* **PROBLEMS AND TASKS**
- A) According to the article about Twitter being voted top word, which organization compiled the list of top words and phrases?
- B) Rewrite the part of the article about Twitter being voted top word starting at "But surprisingly Hadron" and ending at "the global psyche.", switching "universe" to "cosmos".

*** Opening of READING TEXT ***

Twitter, the phenomenon of social networking in just 140 words made popular by Stephen Fry and Sarah Brown has been voted the top English word this year. The word was more popular than Obama and H1N1 – the scientific name for the latest Swine Flu strain sweeping the globe. Other words to enter common currency reflect the global economic crisis such as “stimulus” – the $800 billion aid package meant to help mend the US economy – and “deficit.”
Of the top 15 words, a further six are linked to the downturn such as “outrage” to denote feelings generated by bankers bonuses in bailed out companies, “bonus,” “unemployed,” and “foreclosure” when mortgage defaulters are evicted.
But surprisingly Hadron the ephemeral particles subject to collision in the Large Hadron Collider as part of the giant experiment into the origins of the universe has entered the global psyche.
The top words and phrases were compiled by Texas-based Global Language Monitor which monitors the internet, the media and an electronic database to estimate how many times certain topics are brought up.
Founder Paul Payack said: “In a year dominated by world-shaking political events, a pandemic, the after effects of a financial tsunami and the death of a revered pop icon, the word Twitter stands above all the other words.
“Twitter represents a new form of social interaction, where all communication is reduced to 140 characters. Being limited to strict formats did wonders for the sonnet and haiku.
“One wonders where this highly impractical word-limit will lead as the future unfolds.”

*** Close of READING TEXT ***
*** Opening of GIVEN DATA ***

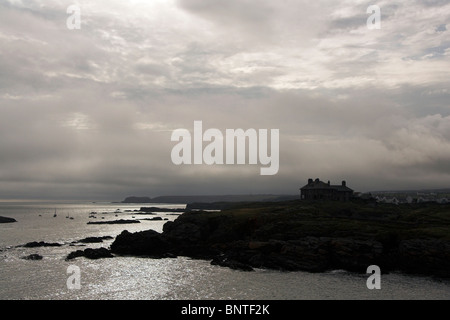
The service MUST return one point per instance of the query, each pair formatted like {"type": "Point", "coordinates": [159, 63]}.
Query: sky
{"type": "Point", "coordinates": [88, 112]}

*** Close of GIVEN DATA ***
*** Opening of GIVEN DATA ***

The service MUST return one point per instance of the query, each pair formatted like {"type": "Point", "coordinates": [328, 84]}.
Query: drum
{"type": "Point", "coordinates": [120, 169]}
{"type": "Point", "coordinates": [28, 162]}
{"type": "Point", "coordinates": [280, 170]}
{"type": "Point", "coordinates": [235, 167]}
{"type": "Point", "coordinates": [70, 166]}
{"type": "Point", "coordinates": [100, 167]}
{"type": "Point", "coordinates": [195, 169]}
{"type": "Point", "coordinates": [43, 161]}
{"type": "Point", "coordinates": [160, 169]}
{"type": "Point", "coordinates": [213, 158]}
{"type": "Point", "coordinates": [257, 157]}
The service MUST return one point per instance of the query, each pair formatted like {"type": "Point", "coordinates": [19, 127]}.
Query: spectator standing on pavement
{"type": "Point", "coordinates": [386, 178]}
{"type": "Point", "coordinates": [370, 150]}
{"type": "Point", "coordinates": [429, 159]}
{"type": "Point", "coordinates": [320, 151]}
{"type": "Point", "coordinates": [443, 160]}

*** Close of GIVEN DATA ***

* **ANSWERS BY ITEM**
- A) Global Language Monitor, based in Texas.

- B)
But surprisingly Hadron the ephemeral particles subject to collision in the Large Hadron Collider as part of the giant experiment into the origins of the cosmos has entered the global psyche.